● Action item:
Rewrite every line of the rows below as a JSON list of strings, one string per line, with blank lines left out.

* * *

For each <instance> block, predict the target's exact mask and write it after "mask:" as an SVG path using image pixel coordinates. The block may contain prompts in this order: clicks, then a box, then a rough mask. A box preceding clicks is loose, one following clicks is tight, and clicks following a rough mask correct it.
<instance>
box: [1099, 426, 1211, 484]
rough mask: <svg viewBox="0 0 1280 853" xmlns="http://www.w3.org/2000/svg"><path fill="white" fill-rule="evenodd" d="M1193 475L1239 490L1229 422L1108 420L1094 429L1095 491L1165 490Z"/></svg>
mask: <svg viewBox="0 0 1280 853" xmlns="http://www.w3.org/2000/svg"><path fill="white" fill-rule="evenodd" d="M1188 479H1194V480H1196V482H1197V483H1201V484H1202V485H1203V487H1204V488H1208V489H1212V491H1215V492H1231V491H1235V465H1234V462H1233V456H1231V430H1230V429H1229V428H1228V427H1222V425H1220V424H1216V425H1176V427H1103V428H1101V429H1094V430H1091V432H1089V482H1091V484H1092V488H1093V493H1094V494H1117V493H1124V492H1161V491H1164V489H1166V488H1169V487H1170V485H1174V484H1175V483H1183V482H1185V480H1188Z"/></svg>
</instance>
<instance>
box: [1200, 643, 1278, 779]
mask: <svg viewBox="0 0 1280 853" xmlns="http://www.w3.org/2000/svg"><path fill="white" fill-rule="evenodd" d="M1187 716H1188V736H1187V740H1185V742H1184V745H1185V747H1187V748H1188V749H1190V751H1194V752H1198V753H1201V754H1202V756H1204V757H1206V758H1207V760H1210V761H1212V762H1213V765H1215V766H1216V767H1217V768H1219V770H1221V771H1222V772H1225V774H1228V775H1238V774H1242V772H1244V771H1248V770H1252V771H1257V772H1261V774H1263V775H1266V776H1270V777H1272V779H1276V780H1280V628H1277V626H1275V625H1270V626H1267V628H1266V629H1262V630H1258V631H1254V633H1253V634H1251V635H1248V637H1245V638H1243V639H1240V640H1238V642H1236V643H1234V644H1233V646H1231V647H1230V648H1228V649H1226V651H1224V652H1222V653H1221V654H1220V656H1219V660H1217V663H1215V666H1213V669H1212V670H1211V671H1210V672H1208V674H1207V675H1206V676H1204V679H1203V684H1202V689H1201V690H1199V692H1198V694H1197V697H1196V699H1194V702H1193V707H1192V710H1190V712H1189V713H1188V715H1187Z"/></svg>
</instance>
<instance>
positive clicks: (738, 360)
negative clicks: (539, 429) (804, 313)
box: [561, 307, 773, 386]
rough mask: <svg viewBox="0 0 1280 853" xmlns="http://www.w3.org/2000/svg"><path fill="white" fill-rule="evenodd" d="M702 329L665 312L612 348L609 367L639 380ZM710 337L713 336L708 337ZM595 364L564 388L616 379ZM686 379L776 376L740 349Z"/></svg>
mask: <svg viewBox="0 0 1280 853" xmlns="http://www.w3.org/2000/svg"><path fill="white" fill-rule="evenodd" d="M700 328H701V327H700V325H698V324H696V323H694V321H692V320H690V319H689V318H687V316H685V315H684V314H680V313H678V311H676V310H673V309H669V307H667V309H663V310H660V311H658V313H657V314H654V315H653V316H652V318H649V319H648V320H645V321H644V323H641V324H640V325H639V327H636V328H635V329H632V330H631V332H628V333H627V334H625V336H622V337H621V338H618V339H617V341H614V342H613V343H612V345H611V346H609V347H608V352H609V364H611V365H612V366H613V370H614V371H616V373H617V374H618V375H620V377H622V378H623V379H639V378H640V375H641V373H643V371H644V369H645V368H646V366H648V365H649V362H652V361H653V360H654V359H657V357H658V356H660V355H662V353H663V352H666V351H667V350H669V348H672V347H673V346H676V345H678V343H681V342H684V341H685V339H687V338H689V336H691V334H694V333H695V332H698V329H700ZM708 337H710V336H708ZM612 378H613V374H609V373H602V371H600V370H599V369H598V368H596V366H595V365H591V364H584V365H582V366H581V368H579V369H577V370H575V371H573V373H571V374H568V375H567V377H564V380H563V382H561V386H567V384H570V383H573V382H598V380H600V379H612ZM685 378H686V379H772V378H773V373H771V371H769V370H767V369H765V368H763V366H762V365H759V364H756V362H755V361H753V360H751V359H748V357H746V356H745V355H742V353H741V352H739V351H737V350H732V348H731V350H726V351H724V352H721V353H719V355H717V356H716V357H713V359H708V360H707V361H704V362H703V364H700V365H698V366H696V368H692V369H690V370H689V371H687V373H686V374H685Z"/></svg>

* * *

● Worked solution:
[
  "For each <instance> block, predict the target's exact mask and write it after \"mask:\" as an SVG path using image pixel coordinates. The block may contain prompts in this order: clicks, then a box, then a rough mask. A box preceding clicks is loose, one following clicks is tight, and clicks following a rough mask correct it.",
  "<instance>",
  "box: [1099, 426, 1211, 484]",
  "rough mask: <svg viewBox=\"0 0 1280 853\" xmlns=\"http://www.w3.org/2000/svg\"><path fill=\"white\" fill-rule=\"evenodd\" d=\"M1193 475L1239 490L1229 422L1108 420L1094 429L1095 491L1165 490Z\"/></svg>",
  "mask: <svg viewBox=\"0 0 1280 853\" xmlns=\"http://www.w3.org/2000/svg\"><path fill=\"white\" fill-rule=\"evenodd\" d=\"M1188 479H1194V480H1196V482H1197V483H1201V484H1202V485H1203V487H1204V488H1208V489H1212V491H1215V492H1231V491H1235V465H1234V462H1233V456H1231V430H1230V429H1229V428H1228V427H1222V425H1220V424H1216V425H1176V427H1103V428H1101V429H1094V430H1091V432H1089V482H1091V484H1092V488H1093V493H1094V494H1117V493H1124V492H1161V491H1164V489H1166V488H1169V487H1170V485H1174V484H1175V483H1183V482H1185V480H1188Z\"/></svg>",
  "</instance>",
  "<instance>",
  "box: [1200, 643, 1278, 779]",
  "mask: <svg viewBox=\"0 0 1280 853\" xmlns=\"http://www.w3.org/2000/svg\"><path fill=\"white\" fill-rule=\"evenodd\" d=\"M1187 716H1188V736H1187V740H1185V742H1184V745H1185V747H1187V748H1188V749H1190V751H1194V752H1198V753H1201V754H1202V756H1204V757H1206V758H1207V760H1210V761H1212V762H1213V765H1215V766H1216V767H1217V768H1219V770H1221V771H1222V772H1225V774H1228V775H1238V774H1242V772H1244V771H1248V770H1252V771H1257V772H1261V774H1263V775H1266V776H1270V777H1272V779H1276V780H1280V628H1277V626H1275V625H1270V626H1267V628H1266V629H1262V630H1258V631H1254V633H1253V634H1251V635H1248V637H1245V638H1243V639H1240V640H1238V642H1236V643H1234V644H1233V646H1231V647H1230V648H1228V649H1226V651H1224V652H1222V653H1221V654H1220V656H1219V660H1217V663H1215V666H1213V669H1212V670H1211V671H1210V672H1208V674H1207V675H1206V676H1204V679H1203V684H1202V689H1201V690H1199V692H1198V694H1197V697H1196V699H1194V702H1193V707H1192V710H1190V712H1189V713H1188V715H1187Z\"/></svg>",
  "</instance>",
  "<instance>",
  "positive clicks: (738, 360)",
  "negative clicks: (539, 429) (804, 313)",
  "box: [561, 307, 773, 386]",
  "rough mask: <svg viewBox=\"0 0 1280 853\" xmlns=\"http://www.w3.org/2000/svg\"><path fill=\"white\" fill-rule=\"evenodd\" d=\"M702 329L665 312L612 348L609 367L639 380ZM710 337L713 336L708 337ZM595 364L564 388L616 379ZM686 379L776 376L740 349Z\"/></svg>",
  "mask: <svg viewBox=\"0 0 1280 853\" xmlns=\"http://www.w3.org/2000/svg\"><path fill=\"white\" fill-rule=\"evenodd\" d=\"M700 328H701V327H700V325H698V324H696V323H694V321H692V320H690V319H689V318H687V316H685V315H684V314H680V313H678V311H676V310H673V309H669V307H667V309H663V310H660V311H658V313H657V314H654V315H653V316H652V318H649V319H648V320H645V321H644V323H641V324H640V325H639V327H636V328H635V329H632V330H631V332H628V333H627V334H625V336H622V337H621V338H618V339H617V341H614V342H613V343H612V345H611V346H609V347H608V352H609V364H611V365H612V366H613V370H614V371H616V373H617V374H618V375H620V377H622V378H623V379H639V378H640V375H641V373H643V371H644V369H645V368H646V366H648V365H649V362H652V361H653V360H654V359H657V357H658V356H660V355H662V353H663V352H666V351H667V350H669V348H672V347H673V346H676V345H678V343H681V342H684V341H685V339H687V338H689V336H691V334H694V333H695V332H698V329H700ZM708 337H710V336H708ZM612 378H613V374H609V373H602V371H600V370H599V369H598V368H596V366H595V365H591V364H584V365H582V366H581V368H579V369H577V370H575V371H573V373H571V374H568V375H567V377H564V380H563V382H561V386H567V384H570V383H573V382H598V380H600V379H612ZM685 378H686V379H772V378H773V373H771V371H769V370H767V369H765V368H763V366H762V365H759V364H756V362H755V361H753V360H751V359H748V357H746V356H745V355H742V353H741V352H739V351H737V350H732V348H731V350H726V351H724V352H721V353H719V355H717V356H716V357H713V359H708V360H707V361H704V362H703V364H700V365H698V366H696V368H692V369H690V370H689V371H687V373H686V374H685Z\"/></svg>"
]